» **WHAT IS REQUIRED**
Could you write out the entries below as a numbered list, skipping blank lines and leaving the pictures out?

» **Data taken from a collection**
((
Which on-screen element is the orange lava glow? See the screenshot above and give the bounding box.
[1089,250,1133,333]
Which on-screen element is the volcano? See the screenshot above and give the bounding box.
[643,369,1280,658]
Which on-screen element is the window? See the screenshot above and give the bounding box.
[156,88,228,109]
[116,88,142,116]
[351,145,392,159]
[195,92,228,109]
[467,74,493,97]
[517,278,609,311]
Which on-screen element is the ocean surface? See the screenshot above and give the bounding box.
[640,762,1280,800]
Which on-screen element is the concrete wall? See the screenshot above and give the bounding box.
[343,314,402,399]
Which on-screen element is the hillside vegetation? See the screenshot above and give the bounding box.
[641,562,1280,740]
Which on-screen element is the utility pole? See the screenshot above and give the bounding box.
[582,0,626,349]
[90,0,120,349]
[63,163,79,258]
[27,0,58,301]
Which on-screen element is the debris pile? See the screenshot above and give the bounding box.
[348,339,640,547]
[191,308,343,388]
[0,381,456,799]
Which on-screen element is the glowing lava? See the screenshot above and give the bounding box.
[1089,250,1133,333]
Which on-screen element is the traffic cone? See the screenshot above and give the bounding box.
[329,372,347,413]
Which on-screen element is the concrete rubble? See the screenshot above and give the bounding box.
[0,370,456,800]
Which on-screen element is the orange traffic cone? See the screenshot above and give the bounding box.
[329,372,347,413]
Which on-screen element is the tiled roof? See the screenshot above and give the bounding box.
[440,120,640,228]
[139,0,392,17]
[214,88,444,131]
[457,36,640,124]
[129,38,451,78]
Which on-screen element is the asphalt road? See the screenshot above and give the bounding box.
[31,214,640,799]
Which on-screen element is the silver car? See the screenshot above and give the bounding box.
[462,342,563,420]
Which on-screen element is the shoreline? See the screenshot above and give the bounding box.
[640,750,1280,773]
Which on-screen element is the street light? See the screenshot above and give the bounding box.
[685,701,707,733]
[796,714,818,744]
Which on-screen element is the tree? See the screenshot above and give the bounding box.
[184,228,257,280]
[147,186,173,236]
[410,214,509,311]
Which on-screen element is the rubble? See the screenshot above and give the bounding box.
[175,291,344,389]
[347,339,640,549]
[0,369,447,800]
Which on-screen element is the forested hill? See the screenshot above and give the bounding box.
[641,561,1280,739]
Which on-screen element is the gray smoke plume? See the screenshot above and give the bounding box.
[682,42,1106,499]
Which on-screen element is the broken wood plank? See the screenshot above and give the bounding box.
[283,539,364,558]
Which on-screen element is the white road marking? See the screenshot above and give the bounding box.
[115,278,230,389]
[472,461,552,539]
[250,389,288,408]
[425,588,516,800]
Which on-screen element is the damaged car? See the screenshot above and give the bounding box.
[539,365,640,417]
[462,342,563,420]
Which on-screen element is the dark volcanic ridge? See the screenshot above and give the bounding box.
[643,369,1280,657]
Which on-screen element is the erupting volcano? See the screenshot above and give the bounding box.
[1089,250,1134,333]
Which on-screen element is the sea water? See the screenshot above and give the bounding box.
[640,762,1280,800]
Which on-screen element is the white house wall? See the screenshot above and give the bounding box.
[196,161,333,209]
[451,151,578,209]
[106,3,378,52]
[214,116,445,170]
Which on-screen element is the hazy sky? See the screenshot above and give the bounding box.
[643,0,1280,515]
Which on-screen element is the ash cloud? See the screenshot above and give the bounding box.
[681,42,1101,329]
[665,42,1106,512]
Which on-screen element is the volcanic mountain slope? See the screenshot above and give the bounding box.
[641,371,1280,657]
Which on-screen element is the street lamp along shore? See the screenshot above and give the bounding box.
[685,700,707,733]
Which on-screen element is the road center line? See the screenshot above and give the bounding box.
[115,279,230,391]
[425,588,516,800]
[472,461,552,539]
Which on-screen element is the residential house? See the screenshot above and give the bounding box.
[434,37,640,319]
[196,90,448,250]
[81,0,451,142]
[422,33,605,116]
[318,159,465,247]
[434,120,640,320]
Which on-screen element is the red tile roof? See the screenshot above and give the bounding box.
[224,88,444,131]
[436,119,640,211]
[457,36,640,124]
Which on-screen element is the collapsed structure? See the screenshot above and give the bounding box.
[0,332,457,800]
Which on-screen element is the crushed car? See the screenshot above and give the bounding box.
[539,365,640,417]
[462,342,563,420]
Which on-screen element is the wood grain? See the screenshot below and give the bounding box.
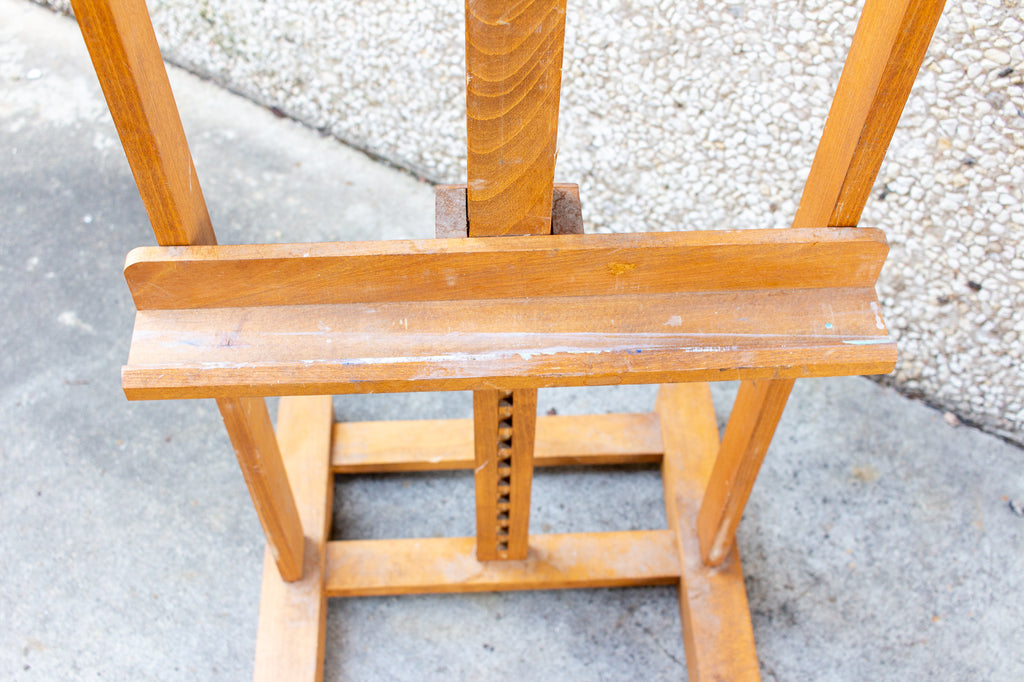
[655,383,760,682]
[794,0,945,227]
[327,530,679,597]
[331,413,662,474]
[466,0,565,237]
[254,395,334,682]
[697,379,794,566]
[217,397,303,581]
[122,289,895,399]
[72,0,217,246]
[119,229,888,310]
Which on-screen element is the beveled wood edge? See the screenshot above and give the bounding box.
[326,530,680,597]
[121,352,896,400]
[124,227,889,270]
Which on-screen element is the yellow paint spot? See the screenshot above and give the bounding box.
[853,465,879,483]
[605,263,637,274]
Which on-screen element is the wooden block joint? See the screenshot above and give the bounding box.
[434,182,584,239]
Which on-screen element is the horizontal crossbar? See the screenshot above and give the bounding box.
[331,413,663,474]
[122,289,896,399]
[325,530,680,597]
[125,228,888,310]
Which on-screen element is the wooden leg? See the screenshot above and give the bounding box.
[657,383,760,682]
[473,389,537,561]
[254,395,334,682]
[697,379,794,566]
[217,397,303,581]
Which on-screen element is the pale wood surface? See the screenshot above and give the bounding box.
[697,379,794,566]
[217,397,303,581]
[72,0,217,246]
[122,284,896,399]
[466,0,565,237]
[656,383,760,682]
[434,182,584,240]
[794,0,945,227]
[254,395,334,682]
[125,228,888,310]
[473,388,537,561]
[331,413,662,474]
[327,530,679,597]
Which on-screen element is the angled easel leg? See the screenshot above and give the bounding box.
[72,0,302,580]
[217,397,303,581]
[655,383,760,682]
[253,395,334,682]
[700,0,945,565]
[697,379,793,566]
))
» **THE OUTPUT**
1. Which on-screen element is the orange lava glow? See the screenshot above and give the bounding box.
2. [1089,250,1133,333]
3. Which on-screen element is the volcano? See the screenshot above and give the bounding box.
4. [643,369,1280,658]
5. Which on-screen element is the window? See the screenshot above and give the bounding box.
6. [156,88,228,109]
7. [116,88,142,116]
8. [351,145,392,159]
9. [195,92,228,109]
10. [467,74,493,97]
11. [517,278,609,311]
12. Which on-screen element is the ocean surface? See the screenshot above and give the bounding box.
13. [640,762,1280,800]
14. Which on-screen element is the concrete wall? See the screenshot above and give the bounding box.
15. [343,314,402,399]
16. Which on-screen element is the hillside vegetation? See the screenshot above and give the bounding box.
17. [641,562,1280,740]
18. Which on-screen element is the utility pole? See the screenshot above and give the bounding box.
19. [582,0,626,349]
20. [90,0,120,349]
21. [63,163,79,258]
22. [27,0,58,301]
23. Which on-screen element is the debris pile? See the screenshot above and give the bounding box.
24. [348,339,640,547]
25. [191,308,343,388]
26. [0,381,456,799]
27. Which on-screen element is the glowing lava? See the screenshot above and give the bounding box.
28. [1089,250,1133,333]
29. Which on-screen element is the traffic cone? See the screenshot above and give the bounding box.
30. [329,372,347,413]
31. Which on-screen element is the concrete rubble? See the screenshot above and give the bounding box.
32. [0,370,456,800]
33. Which on-screen element is the orange traffic cone? See the screenshot above and give the bounding box.
34. [329,372,347,413]
35. Which on-screen element is the tiled roof? See the screenshot above and give the bounding box.
36. [440,120,640,228]
37. [139,0,392,17]
38. [214,88,444,131]
39. [457,36,640,124]
40. [129,38,451,78]
41. Which on-screen element is the asphalt road? See the screenshot above and give the bounding box.
42. [31,214,640,799]
43. Which on-screen element is the silver car? See the screenshot above and give the bounding box.
44. [462,342,563,420]
45. Which on-screen element is the shoreline? See the screenshot above and give the bounding box.
46. [640,750,1280,773]
47. Which on-screen element is the street light? See the screenshot above and give the bounding box.
48. [685,701,707,733]
49. [796,714,818,744]
50. Which on-screen element is the tree? See the screenshot above and give the bounding box.
51. [184,228,257,280]
52. [147,186,173,236]
53. [410,214,509,311]
54. Which on-screen element is the rubble? See the screenshot above and give the bounding box.
55. [175,291,344,389]
56. [347,339,640,549]
57. [0,369,447,800]
58. Which on-screen element is the forested hill? See the screenshot above and give the bounding box.
59. [641,561,1280,739]
60. Which on-screen element is the gray smoke plume? See the screenshot above and give the bounding box.
61. [682,42,1106,499]
62. Which on-screen element is the broken wood plank? See the screenshot above and give the bounding box.
63. [283,539,364,558]
64. Which on-screen element is the white road marking? See the screenshot above and give the bounding box.
65. [115,278,230,389]
66. [472,461,552,539]
67. [250,389,288,408]
68. [425,588,516,800]
69. Which on-screen element is the damaged car? See the screenshot above and give the bounding box.
70. [539,365,640,417]
71. [462,342,563,420]
72. Which on-screen element is the dark volcanic ridge? See the screenshot above and give the bounding box.
73. [643,369,1280,657]
74. Which on-screen element is the erupting volcano? See the screenshot above and give the bounding box.
75. [1089,250,1134,333]
76. Which on-screen element is the sea water? See the screenshot above and give the bounding box.
77. [640,762,1280,800]
78. Which on-screen element is the white house wall? See the screenshot above and give the bounding box.
79. [196,161,333,209]
80. [451,151,578,209]
81. [106,3,378,52]
82. [214,116,445,170]
83. Which on-screen element is the hazy sky? See the screenshot above and give the bounding box.
84. [643,0,1280,515]
85. Which on-screen element is the ash cloud? See the screenshot above and give the bounding box.
86. [681,42,1101,329]
87. [665,42,1106,512]
88. Which on-screen element is the volcanic mountain slope? See the screenshot above and give the bounding box.
89. [641,371,1280,657]
90. Which on-screen element is the street lamp along shore? See the screenshot above and give the bounding box.
91. [685,700,707,733]
92. Which on-screen element is the road center line? See the screenshot above and give the bounding box.
93. [115,279,230,391]
94. [425,588,516,800]
95. [472,461,552,539]
96. Which on-screen element is the residential house? See the screenshot above and give the bounding box.
97. [434,37,640,319]
98. [196,90,448,250]
99. [81,0,451,142]
100. [422,33,605,116]
101. [318,159,465,247]
102. [434,120,640,320]
103. Which on-screen element is the red tile roof? See the screenshot above and give the bounding box.
104. [224,88,444,131]
105. [436,119,640,211]
106. [457,36,640,124]
107. Which on-screen element is the collapsed structure? See the screenshot above and give the bounding box.
108. [0,332,457,800]
109. Which on-screen element is the crushed car? See the screenshot above and give the bounding box.
110. [539,365,640,417]
111. [462,342,563,420]
112. Which on-screen element is the wood grain? See the screenshot below and give the bounding box.
113. [655,383,760,682]
114. [794,0,945,227]
115. [327,530,679,597]
116. [331,413,662,474]
117. [466,0,565,237]
118. [254,395,334,682]
119. [697,379,794,566]
120. [217,397,303,581]
121. [122,289,895,399]
122. [72,0,217,246]
123. [119,229,888,310]
124. Which on-screen element is the beveled wood edge? See the screenshot above and give the bounding box.
125. [326,530,680,597]
126. [121,352,896,400]
127. [124,227,889,270]
128. Which on-screen element is the yellow paint spot? See the screenshot above and give the bounding box.
129. [853,465,879,483]
130. [605,263,637,274]
131. Which on-screen element is the wooden block joint? See the screenshot above and give the bounding box.
132. [434,182,584,239]
133. Which on-screen element is the horizontal crossbar? See the screenshot above and give the bounding box.
134. [331,413,663,474]
135. [122,289,896,399]
136. [325,530,680,597]
137. [125,228,888,310]
138. Which on-screen element is the wooden leg? See the screenshot above and give the bounding box.
139. [657,383,760,682]
140. [473,389,537,561]
141. [254,395,334,682]
142. [697,379,794,566]
143. [217,397,303,581]
144. Which on-screen element is the pale wood surface? See the screenshot above and give the bounding box.
145. [697,379,794,566]
146. [217,397,303,581]
147. [72,0,217,246]
148. [122,284,896,399]
149. [466,0,565,237]
150. [656,383,760,682]
151. [434,182,584,240]
152. [794,0,945,227]
153. [254,395,334,682]
154. [125,228,888,310]
155. [473,388,537,561]
156. [331,413,662,474]
157. [327,530,679,597]
158. Which on-screen element is the angled easel leg? See the screenshot above and give the bounding box.
159. [72,0,302,580]
160. [217,397,303,581]
161. [655,383,760,682]
162. [253,395,334,682]
163. [700,0,945,565]
164. [697,379,793,566]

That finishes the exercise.